▶ [The problem] In the entries below, find the line containing "Keep to these rules. Indicate every instance of the textured". Copy it and all lines after it, exactly, through the end.

- - - - -

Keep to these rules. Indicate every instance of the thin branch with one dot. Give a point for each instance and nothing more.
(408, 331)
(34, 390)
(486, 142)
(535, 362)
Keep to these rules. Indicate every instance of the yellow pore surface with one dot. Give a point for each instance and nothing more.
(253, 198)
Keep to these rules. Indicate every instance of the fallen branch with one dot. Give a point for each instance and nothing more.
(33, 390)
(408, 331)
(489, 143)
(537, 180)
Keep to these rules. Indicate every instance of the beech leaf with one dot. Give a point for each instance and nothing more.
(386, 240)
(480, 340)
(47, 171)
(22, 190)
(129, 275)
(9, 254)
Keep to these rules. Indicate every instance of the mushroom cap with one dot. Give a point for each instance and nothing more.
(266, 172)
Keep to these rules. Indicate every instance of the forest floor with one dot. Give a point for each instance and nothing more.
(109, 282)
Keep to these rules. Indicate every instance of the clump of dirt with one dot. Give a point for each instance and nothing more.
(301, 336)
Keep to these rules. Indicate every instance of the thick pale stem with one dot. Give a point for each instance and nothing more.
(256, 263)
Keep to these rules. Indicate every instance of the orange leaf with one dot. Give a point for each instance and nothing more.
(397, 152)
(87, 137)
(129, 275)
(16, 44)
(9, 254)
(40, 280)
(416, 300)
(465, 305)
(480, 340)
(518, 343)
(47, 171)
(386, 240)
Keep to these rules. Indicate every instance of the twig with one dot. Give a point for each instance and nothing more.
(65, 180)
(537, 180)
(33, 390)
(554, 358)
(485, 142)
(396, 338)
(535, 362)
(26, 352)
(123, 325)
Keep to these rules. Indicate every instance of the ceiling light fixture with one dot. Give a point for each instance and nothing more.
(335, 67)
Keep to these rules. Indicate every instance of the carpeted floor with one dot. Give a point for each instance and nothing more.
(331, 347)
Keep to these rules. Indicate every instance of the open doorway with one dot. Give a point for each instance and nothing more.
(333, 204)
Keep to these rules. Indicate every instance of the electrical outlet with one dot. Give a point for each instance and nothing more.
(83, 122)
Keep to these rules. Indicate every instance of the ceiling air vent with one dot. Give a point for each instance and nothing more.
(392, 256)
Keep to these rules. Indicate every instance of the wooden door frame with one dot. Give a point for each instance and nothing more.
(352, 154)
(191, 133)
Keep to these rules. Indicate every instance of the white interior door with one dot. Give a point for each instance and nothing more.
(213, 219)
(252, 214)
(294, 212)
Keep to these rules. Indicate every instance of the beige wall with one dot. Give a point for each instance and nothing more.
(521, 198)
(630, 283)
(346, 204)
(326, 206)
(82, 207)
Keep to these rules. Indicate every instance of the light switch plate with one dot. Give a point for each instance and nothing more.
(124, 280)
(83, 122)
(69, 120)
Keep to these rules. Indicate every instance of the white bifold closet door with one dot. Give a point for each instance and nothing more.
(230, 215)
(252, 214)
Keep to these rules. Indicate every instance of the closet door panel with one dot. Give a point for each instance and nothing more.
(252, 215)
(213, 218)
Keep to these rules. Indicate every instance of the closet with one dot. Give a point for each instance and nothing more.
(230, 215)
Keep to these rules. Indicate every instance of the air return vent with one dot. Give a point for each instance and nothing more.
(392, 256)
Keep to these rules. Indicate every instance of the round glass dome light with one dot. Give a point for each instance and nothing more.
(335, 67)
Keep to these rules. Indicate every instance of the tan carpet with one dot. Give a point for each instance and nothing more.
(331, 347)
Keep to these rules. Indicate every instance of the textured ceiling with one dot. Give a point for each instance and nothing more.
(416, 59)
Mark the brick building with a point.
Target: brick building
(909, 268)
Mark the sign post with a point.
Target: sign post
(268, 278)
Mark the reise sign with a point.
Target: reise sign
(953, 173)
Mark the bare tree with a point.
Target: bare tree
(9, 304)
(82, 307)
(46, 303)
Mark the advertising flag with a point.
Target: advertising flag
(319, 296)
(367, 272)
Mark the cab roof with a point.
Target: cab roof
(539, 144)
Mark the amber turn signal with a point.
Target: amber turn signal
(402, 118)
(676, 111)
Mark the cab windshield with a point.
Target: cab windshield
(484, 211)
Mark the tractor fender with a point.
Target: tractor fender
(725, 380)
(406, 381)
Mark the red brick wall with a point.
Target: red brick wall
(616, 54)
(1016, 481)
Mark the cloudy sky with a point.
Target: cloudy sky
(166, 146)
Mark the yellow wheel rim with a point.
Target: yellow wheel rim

- - - - -

▶ [Solution]
Keep to these rules. Indicate every instance of the textured ceiling with one dot. Give a point for each instance and nothing more.
(416, 59)
Mark the brick building with a point.
Target: brick building
(909, 268)
Mark the sign post with a point.
Target: sign post
(268, 278)
Mark the reise sign with a point.
Target: reise sign
(953, 173)
Mark the bare tree with a point.
Target: bare tree
(9, 304)
(82, 307)
(46, 303)
Mark the advertising flag with a point.
Target: advertising flag
(319, 296)
(367, 272)
Mark the cab roof with a point.
Target: cab roof
(539, 144)
Mark the amber turn signal with a point.
Target: amber turn signal
(402, 118)
(676, 111)
Mark the cab windshield with a point.
Target: cab windshield
(484, 211)
Mark the tractor fender with a point.
Target: tractor fender
(725, 380)
(406, 381)
Mark the red brick wall with a point.
Target: red brick wall
(616, 54)
(1016, 481)
Mark the cloudy sky with a point.
Target: cloudy sky
(166, 146)
Mark the yellow wheel rim with a point.
Target: yellow wheel rim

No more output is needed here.